### Task objective
Your task is to copy every entry exactly.

== Provided information ==

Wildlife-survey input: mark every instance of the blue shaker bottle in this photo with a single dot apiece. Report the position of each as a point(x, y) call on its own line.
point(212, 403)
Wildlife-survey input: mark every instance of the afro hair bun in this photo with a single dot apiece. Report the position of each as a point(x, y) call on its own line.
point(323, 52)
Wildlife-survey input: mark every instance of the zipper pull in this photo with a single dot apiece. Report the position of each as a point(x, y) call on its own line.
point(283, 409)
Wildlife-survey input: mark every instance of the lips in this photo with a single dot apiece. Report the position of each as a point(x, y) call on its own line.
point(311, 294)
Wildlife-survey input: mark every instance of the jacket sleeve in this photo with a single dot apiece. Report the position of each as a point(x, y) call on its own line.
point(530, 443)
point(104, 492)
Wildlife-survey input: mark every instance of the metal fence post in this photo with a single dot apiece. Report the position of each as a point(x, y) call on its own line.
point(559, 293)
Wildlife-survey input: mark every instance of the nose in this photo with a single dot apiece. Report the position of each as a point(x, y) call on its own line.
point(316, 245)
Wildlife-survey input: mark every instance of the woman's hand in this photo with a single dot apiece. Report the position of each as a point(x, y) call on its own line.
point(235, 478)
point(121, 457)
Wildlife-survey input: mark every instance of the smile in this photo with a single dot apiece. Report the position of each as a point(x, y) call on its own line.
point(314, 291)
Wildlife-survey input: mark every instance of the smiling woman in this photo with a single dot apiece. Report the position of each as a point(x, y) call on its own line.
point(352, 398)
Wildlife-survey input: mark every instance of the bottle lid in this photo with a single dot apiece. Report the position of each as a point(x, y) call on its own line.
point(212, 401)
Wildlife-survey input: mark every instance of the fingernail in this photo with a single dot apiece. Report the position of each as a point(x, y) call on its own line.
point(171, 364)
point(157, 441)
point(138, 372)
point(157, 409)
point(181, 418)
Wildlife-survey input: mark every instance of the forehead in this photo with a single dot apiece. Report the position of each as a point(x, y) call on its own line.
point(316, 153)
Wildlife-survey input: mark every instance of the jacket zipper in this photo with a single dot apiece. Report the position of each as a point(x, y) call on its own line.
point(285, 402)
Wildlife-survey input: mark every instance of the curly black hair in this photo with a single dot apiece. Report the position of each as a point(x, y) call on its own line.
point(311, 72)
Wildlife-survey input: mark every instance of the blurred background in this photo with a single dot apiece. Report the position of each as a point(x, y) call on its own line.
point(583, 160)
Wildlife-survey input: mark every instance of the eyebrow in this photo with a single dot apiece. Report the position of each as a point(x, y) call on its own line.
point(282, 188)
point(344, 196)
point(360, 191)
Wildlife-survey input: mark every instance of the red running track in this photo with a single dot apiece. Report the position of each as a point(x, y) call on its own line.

===

### Solution to this task
Wildlife-survey input: mark every instance of the blue shaker bottle in this photo with a single dot apiece. Report the position of each as a point(x, y) call on its own line.
point(212, 403)
Wildlife-survey input: mark every instance of the afro hair bun in this photo with a single dot apiece. Report the position of each as a point(x, y) call on its own line.
point(323, 52)
Wildlife-survey input: mark every instance of the zipper pull in this photo with a single dot apiece. Report the position of each as a point(x, y) call on its own line.
point(283, 409)
Wildlife-survey input: mark every instance of the lips in this photo with a single dot apiece. Report the position of each as a point(x, y) call on its own line.
point(311, 294)
Wildlife-survey input: mark every instance of the jacket sleeve in this photo with a single dot apiece. Report the position of each as a point(x, y) call on its own line.
point(530, 443)
point(104, 492)
Wildlife-survey input: mark every instance of the metal fence post in this photo with a single dot apiece. Report the position of each as a point(x, y) call on its own line.
point(559, 293)
Wildlife-survey input: mark every instance of the nose in this photo with a single dot apiece. Report the position of each as a point(x, y) call on its own line.
point(316, 245)
Wildlife-survey input: mark every instance of the woman's hand in this photo with a single dot apiece. Report the position of each as a point(x, y) call on its own line.
point(235, 478)
point(121, 457)
Wildlife-survey input: mark every instance of the smile in this photo with a single dot apiece. Report the position of each as a point(x, y) call on its own line.
point(314, 291)
Wildlife-survey input: mark every instance of the smiling woman in this photo with a single dot apiece. Report the position of each as a point(x, y) call on its own line.
point(352, 398)
Wildlife-survey input: mark every instance of the bottle lid in this photo with a single dot apiece. Report the position of each as a point(x, y) call on its own line.
point(212, 401)
Wildlife-survey input: mark every instance of the fingernail in this photo with a single dot apiece. Report the position of each as a point(x, y) call on its own line.
point(171, 364)
point(157, 441)
point(138, 372)
point(157, 409)
point(181, 418)
Wildlife-survey input: mark every instance of the forehead in this photo with a single dot apiece. Report the position of each as a point(x, y) call on its own line.
point(316, 153)
Wildlife-survey input: mark every instance of the jacket zipper in this photo with a single dot apiece. Report the position of each as a point(x, y) call on its own line.
point(285, 402)
Wildlife-survey input: mark every instance of the curly black hair in this photo with a single dot apiece. Report the position of each as a point(x, y) call on its own line.
point(311, 72)
Wildlife-survey input: mark every instance of the blurred background in this photo with a single dot apiece. Report the position of each as a point(x, y) call on its own line.
point(583, 160)
Wildlife-survey input: mark every instance of the eyebrow in this photo with a single dot apiece. Report the position of each as a point(x, y) call on its own line.
point(282, 188)
point(344, 196)
point(360, 191)
Wildlife-survey input: mark every instance of the red running track in this photo with a single dot apiece. Report the position of each as a point(x, y) call on its own line.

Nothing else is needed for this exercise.